### PROBLEMS
[1] Reproduce a passage from the Oktoberproject article, beginning at "[Oktoberproject revels in" and stopping after "letter of apology.".
[2] In the Oktoberproject article, what color did Gracia insist on for Hello Sushi instead of the gold walls the architect wanted?
[3] Write the next part of the Oktoberproject article, picking up after its last sentence.

### PAGE EXTRACT

%%

[Oktoberproject revels in challenging the local design establishment]
Thursday, December 1, 2005
Every now and then graphic designer Adam Gracia will disagree with a client about style, and things turn so heated he ends up writing a letter of apology.
He even ticked off the architect for Hello Sushi who wanted gold walls--Gracia insisted on process magenta.
It's not that the 25-year-old founder and creative director of Oktoberproject is a jerk. Far from it--actually he's quite affable. But unwavering artistic conviction can rub people the wrong way in Baton Rouge, where modern design seems to cling perilously to an aesthetic seesaw that confounds as often as it captivates.
Gracia and web developer Keith Parent feel the same us-vs.-them conflict working between progressive Baton Rouge firms and more traditional ones. It's as though opposing forces are pitched in a designer's cold war, screaming out from every billboard, print ad, menu, home page, logo and concert poster. It's a strategic siege to capture the look and intangible feel of a city in flux.
What colors should Baton Rouge be?
Oktoberproject began as a larger collective of LSU artists, but Gracia says a year of necessary pro bono work weeded out those who took the design firm less seriously. He describes the group's first few years as "under the radar and still in business."

%%

Entries for pointing and labeling:

%%

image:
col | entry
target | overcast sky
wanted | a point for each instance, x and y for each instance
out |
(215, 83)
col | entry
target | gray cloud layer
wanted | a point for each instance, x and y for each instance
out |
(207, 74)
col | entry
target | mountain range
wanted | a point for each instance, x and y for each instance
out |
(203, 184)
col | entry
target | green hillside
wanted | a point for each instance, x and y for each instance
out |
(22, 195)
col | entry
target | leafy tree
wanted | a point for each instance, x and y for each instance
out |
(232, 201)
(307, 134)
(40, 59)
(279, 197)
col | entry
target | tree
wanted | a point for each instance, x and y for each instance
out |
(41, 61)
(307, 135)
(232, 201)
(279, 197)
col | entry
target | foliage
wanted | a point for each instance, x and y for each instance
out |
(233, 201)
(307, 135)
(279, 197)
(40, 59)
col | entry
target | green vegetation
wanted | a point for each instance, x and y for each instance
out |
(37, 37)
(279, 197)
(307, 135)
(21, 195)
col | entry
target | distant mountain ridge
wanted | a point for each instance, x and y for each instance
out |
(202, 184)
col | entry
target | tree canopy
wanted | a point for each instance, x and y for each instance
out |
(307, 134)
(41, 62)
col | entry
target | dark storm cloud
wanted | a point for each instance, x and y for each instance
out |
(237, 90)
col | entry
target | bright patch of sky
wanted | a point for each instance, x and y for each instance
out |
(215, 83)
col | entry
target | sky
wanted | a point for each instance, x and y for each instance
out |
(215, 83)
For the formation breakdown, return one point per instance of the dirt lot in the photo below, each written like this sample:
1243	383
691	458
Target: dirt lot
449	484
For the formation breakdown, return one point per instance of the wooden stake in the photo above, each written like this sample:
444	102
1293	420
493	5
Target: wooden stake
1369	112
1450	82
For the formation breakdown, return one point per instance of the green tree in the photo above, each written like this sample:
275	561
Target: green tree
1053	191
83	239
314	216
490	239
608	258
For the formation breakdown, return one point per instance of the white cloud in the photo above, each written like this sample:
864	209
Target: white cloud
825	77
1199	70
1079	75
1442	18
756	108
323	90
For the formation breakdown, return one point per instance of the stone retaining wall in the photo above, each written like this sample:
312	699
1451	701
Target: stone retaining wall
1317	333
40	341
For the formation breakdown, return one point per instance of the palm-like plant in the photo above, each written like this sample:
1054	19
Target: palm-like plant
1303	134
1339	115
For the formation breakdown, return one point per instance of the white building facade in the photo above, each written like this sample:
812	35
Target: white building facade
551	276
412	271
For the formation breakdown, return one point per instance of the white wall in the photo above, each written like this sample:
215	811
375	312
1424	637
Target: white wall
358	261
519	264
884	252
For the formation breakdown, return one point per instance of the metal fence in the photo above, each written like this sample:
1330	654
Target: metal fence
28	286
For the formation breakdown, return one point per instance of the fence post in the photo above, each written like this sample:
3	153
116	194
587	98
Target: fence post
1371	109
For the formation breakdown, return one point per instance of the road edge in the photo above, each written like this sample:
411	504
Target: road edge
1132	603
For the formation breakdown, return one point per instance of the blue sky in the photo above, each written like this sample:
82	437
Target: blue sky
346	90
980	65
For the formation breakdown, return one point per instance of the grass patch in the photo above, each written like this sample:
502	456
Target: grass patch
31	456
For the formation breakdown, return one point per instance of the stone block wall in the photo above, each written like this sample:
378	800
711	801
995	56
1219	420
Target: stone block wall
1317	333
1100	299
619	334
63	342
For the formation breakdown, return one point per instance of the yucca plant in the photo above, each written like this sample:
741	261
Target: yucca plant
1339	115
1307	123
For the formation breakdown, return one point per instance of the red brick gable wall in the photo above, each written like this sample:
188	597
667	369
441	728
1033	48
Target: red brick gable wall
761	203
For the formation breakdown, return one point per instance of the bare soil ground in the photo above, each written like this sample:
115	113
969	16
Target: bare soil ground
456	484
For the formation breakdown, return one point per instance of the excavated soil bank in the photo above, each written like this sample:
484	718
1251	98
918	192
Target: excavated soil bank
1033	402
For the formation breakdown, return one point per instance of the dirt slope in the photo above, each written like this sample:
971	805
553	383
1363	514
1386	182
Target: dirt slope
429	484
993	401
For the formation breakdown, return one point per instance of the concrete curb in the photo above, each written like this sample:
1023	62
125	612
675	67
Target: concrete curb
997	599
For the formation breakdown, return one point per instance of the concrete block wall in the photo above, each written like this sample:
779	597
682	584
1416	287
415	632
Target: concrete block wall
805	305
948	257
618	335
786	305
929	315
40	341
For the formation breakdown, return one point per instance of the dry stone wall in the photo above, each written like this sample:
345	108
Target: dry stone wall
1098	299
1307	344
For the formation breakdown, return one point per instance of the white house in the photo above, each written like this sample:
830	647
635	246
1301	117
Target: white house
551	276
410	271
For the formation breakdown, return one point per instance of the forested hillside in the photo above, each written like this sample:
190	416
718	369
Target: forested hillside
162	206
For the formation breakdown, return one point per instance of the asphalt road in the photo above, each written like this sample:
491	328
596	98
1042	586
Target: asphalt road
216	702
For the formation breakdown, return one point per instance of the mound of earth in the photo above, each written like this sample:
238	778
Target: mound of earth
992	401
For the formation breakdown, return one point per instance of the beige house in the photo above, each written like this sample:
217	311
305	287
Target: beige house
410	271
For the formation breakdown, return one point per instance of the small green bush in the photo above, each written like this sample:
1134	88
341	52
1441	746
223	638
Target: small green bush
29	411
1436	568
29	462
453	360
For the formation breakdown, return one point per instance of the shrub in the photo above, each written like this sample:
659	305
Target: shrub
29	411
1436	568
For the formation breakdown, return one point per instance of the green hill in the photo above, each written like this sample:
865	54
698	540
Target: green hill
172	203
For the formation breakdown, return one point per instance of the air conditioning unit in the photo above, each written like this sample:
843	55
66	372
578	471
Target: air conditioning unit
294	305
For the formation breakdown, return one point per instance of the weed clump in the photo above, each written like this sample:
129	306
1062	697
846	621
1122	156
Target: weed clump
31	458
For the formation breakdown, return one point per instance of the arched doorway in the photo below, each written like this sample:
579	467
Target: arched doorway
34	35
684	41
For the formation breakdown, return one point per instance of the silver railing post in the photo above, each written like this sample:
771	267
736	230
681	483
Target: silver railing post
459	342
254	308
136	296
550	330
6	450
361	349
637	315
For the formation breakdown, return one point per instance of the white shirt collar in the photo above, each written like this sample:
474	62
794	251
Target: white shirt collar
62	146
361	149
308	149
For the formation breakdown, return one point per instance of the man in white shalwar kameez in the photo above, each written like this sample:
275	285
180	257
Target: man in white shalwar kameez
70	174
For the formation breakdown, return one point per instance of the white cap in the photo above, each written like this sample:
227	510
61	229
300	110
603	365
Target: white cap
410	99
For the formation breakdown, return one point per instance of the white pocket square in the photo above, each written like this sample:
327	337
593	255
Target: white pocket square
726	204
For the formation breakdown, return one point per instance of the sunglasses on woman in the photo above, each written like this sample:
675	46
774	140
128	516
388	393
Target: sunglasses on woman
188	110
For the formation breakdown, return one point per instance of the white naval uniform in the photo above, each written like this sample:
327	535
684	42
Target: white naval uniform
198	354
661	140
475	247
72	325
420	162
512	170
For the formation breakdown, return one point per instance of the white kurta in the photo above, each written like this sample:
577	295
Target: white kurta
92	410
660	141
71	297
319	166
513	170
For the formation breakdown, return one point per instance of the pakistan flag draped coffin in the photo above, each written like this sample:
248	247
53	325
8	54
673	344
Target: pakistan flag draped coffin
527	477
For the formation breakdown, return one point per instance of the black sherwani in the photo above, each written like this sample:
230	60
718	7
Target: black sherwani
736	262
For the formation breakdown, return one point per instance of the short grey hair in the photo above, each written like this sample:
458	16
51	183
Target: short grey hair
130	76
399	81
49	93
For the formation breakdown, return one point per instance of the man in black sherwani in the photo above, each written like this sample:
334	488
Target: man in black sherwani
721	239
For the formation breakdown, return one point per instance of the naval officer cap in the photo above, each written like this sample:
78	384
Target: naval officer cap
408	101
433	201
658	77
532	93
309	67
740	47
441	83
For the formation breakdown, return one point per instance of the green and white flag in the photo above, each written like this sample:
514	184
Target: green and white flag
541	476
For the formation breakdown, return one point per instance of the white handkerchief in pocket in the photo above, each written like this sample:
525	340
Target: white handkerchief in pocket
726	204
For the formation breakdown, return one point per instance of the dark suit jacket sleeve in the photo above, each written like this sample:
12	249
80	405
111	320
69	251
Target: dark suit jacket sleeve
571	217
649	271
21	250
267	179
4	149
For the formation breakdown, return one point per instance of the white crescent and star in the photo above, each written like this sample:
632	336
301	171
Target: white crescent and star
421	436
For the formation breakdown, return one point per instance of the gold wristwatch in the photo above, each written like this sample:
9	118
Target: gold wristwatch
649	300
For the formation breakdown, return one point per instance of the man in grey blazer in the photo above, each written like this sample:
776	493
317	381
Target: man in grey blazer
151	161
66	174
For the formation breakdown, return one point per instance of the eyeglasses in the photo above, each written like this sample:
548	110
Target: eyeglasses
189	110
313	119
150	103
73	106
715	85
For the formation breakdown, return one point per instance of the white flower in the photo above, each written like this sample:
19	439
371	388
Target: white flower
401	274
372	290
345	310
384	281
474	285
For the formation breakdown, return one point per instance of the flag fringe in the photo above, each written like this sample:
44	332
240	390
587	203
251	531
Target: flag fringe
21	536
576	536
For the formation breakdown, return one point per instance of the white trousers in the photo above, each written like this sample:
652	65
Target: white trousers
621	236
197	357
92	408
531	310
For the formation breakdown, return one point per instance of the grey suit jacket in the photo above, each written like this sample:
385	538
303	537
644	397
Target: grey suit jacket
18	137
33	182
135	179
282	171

%%

### TASK-BY-TASK OUTPUTS
[1]
[Oktoberproject revels in challenging the local design establishment]
Thursday, December 1, 2005
Every now and then graphic designer Adam Gracia will disagree with a client about style, and things turn so heated he ends up writing a letter of apology.

[2] Process magenta.

[3]
The firm is starting to make its mark, and Oktoberproject brand identities are turning heads. There's the vibrant J-pop techno mash-up for Hello Sushi, or the homely tones of a 1970s dinner table for The Supper Studio.
Surprisingly, it is Bauhaus typographer Jan Tschichold and the clean lines of Swiss design that inform their work the most. The Supper Studio's color bands may tap into pure retro Americana, but the sans serif text is straight Swiss. The Oktoberproject logo itself is a reference to the Swiss cross, only cut up and maneuvered into an arrow pointing forward.
"The Swiss designers were locked up in the Alps and didn't have great access to inks," Gracia says. "So they learned to develop paper as a color. And that's what we do with all of our designs--make white a color."
The Beatles did it with the stark cover of their eponymous 1968 release, and who is going to question them? As the web site for Timeless Designs attests, Oktoberproject has never shied away from white space. But more than that, one can draw an analogy between the local designers and their European heroes. If Gracia and Parent were a Swiss collective, Baton Rouge's conservative view of design would be their Alps, an obstacle only surmounted by the double-edged sword of simplicity and daring.
These two qualities are essential for an effective logo, Gracia says. The Oktoberproject principals prove adept at analyzing the effects a symbol's form and color have on it. This is their small talk. For the record, Parent's Gracia especially is not afraid to speak his mind. He finds particularly annoying the amateur designers who--armed with Photoshop and Microsoft Word--have launched thousands of hideous and unimaginative ads. "Typesetters" he calls them.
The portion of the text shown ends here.